_THE PROBLEM_: Copy the data word for word, from the line with "Where can the statue child be" up to and including the line with "(170, 1023)". Leave the pictures out of your answer.

(Data from a point labeling set)

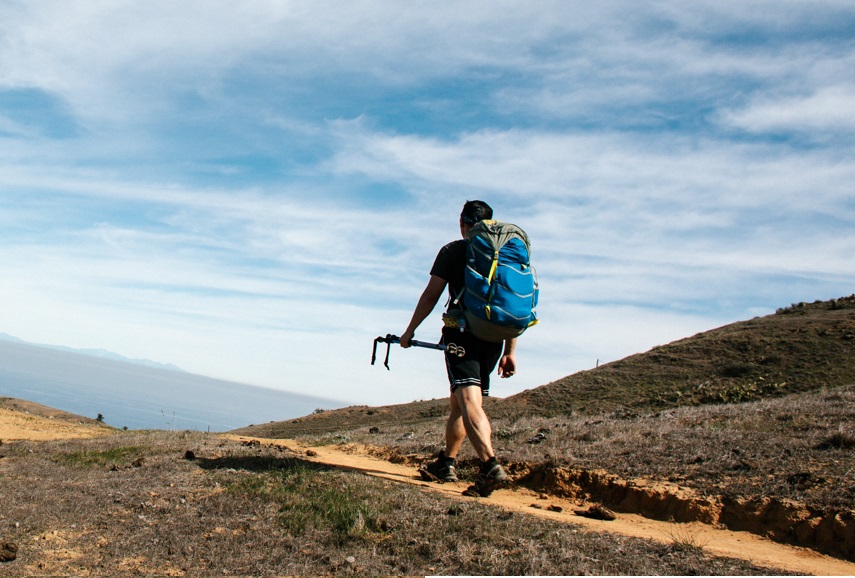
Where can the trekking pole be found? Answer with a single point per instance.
(390, 339)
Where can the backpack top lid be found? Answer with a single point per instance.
(497, 233)
(500, 286)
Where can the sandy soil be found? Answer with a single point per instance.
(20, 425)
(742, 545)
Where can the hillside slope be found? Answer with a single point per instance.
(800, 348)
(803, 347)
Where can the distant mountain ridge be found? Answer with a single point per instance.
(140, 396)
(102, 353)
(800, 348)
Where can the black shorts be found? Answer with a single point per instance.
(469, 360)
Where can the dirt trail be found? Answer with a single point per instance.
(742, 545)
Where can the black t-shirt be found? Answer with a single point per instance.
(450, 264)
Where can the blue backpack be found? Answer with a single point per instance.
(501, 291)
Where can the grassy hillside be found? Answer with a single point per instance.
(800, 348)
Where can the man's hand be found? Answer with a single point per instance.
(507, 366)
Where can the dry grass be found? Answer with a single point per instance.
(133, 503)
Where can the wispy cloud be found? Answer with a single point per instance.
(255, 192)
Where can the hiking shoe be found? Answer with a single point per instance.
(492, 479)
(440, 470)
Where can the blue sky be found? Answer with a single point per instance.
(254, 191)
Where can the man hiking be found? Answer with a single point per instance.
(469, 362)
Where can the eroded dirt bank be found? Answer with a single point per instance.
(554, 494)
(787, 521)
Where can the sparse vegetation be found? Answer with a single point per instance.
(247, 510)
(749, 426)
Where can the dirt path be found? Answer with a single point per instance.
(743, 545)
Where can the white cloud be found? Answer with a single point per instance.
(156, 229)
(828, 109)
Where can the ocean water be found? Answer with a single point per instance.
(137, 396)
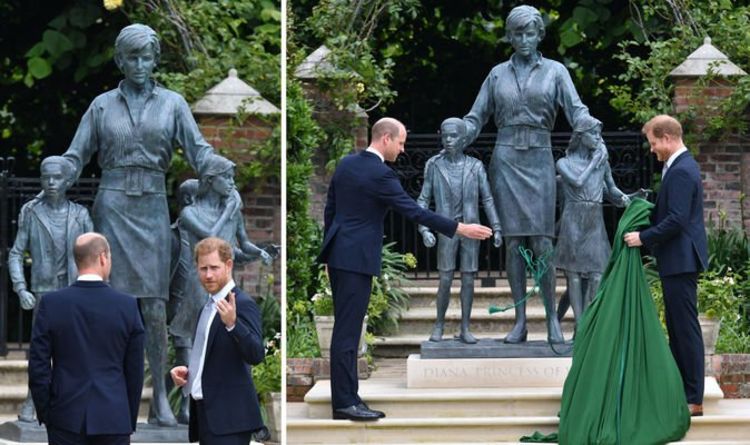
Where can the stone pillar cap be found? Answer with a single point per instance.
(232, 96)
(707, 59)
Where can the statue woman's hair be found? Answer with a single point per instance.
(133, 38)
(520, 17)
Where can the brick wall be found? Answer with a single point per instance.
(732, 371)
(725, 163)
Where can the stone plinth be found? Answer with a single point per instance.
(493, 348)
(486, 372)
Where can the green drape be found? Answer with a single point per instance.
(623, 386)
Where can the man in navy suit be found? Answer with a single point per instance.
(224, 408)
(362, 189)
(677, 239)
(86, 355)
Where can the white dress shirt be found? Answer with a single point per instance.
(674, 156)
(372, 150)
(197, 390)
(90, 277)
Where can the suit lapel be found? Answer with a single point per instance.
(674, 164)
(217, 324)
(214, 329)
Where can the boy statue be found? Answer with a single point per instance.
(456, 182)
(48, 225)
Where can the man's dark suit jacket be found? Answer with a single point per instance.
(86, 359)
(229, 396)
(362, 189)
(677, 237)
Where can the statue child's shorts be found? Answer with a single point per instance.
(449, 247)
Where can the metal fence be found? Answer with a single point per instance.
(15, 323)
(632, 168)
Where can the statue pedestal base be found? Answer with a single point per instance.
(486, 372)
(33, 432)
(492, 348)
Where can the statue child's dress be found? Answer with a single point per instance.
(186, 316)
(582, 243)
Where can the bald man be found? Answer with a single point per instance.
(362, 189)
(86, 355)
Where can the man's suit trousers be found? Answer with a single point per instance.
(351, 296)
(685, 339)
(57, 436)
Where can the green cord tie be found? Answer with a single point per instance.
(536, 268)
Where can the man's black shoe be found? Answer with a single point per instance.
(354, 412)
(363, 405)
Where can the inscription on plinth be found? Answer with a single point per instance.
(486, 372)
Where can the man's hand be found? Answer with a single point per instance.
(428, 238)
(227, 309)
(497, 238)
(179, 375)
(625, 200)
(266, 257)
(473, 231)
(27, 299)
(633, 239)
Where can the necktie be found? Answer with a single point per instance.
(201, 331)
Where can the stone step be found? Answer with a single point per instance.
(399, 402)
(420, 320)
(481, 281)
(424, 296)
(401, 346)
(720, 429)
(13, 395)
(474, 416)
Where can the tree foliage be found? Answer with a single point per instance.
(672, 31)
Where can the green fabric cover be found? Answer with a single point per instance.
(623, 386)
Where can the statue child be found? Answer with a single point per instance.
(583, 248)
(48, 225)
(456, 182)
(214, 210)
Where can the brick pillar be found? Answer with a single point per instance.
(725, 163)
(262, 202)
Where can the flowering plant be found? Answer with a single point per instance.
(323, 298)
(718, 294)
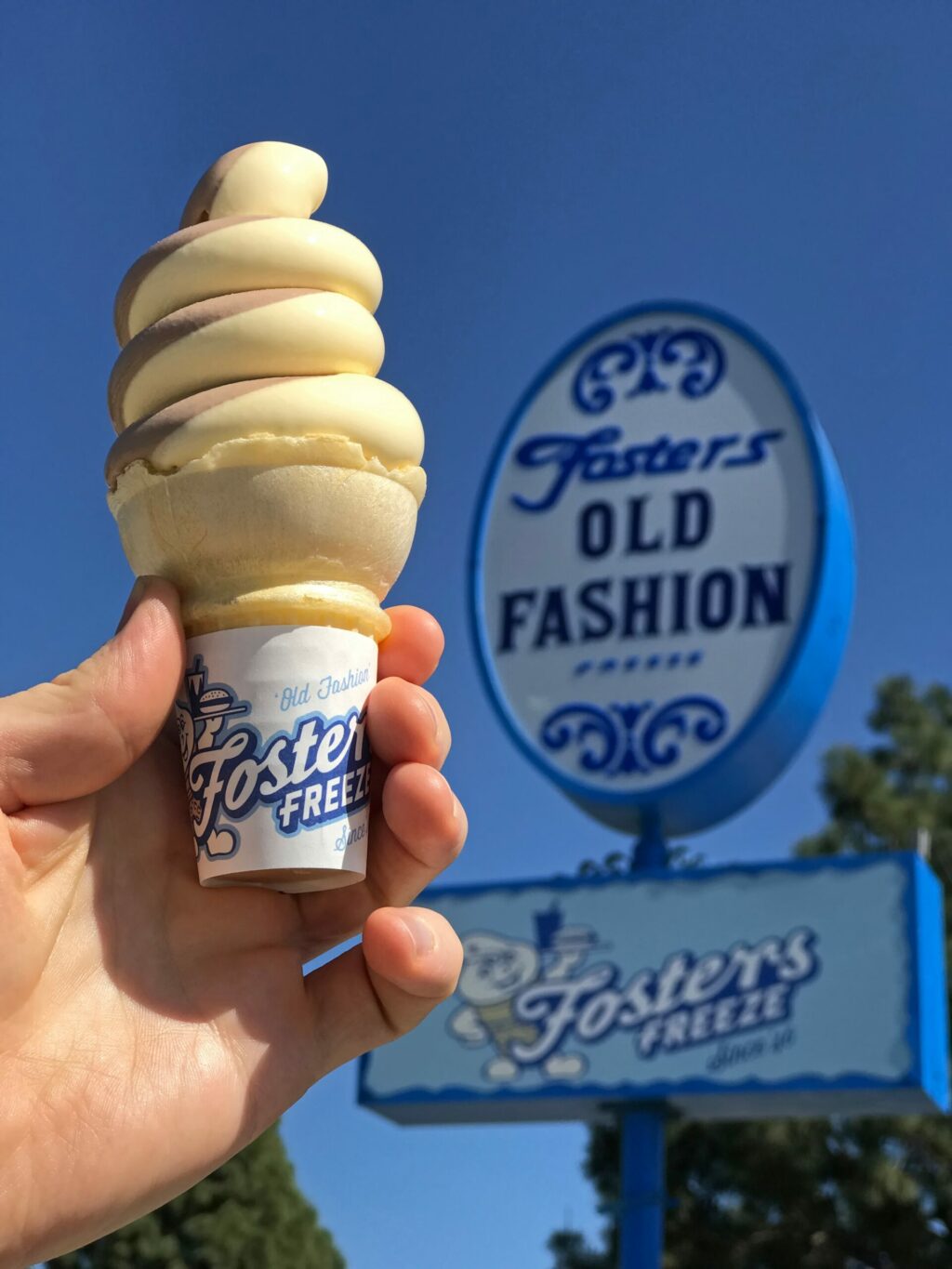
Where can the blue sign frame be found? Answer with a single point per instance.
(924, 1087)
(774, 734)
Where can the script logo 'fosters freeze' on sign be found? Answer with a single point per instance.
(528, 1001)
(313, 774)
(655, 555)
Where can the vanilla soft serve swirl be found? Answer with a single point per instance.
(254, 320)
(260, 463)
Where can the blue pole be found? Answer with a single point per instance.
(642, 1198)
(642, 1189)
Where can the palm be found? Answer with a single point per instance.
(170, 1023)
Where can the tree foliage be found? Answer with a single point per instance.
(820, 1195)
(247, 1214)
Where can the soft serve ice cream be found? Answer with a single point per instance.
(263, 469)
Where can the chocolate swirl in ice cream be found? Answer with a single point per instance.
(254, 322)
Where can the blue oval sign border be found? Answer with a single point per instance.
(765, 744)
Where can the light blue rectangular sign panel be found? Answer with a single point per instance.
(796, 989)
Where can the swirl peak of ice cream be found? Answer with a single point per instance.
(246, 390)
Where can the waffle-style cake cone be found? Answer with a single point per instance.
(260, 465)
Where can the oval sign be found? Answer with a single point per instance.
(663, 569)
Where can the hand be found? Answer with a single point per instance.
(150, 1028)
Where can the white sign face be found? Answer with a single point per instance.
(649, 551)
(789, 989)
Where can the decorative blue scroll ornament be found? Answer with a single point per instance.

_RESPONSE FOR THIS EXERCISE_:
Where can the statue child be found? Answer with a single point per instance.
(583, 248)
(48, 225)
(456, 182)
(214, 210)
Where can the brick pillar be found? Answer with a single point per instance.
(725, 163)
(262, 202)
Where can the flowering plant be found? Answer with a single point per instance.
(323, 298)
(718, 294)
Where can the blue sign frame be found? Answer with a single point per instance.
(924, 1087)
(774, 734)
Where can the script logo 'fosters freeze' on sign be found? Answer with a single point per instance.
(528, 1001)
(313, 774)
(655, 555)
Where can the vanilla soft serve swirl be found? Answer with a single point per instance.
(254, 320)
(260, 463)
Where can the blue pole be found? Answer with a single point per instance.
(642, 1198)
(642, 1189)
Where can the palm be found? Answer with a single point per instance.
(170, 1023)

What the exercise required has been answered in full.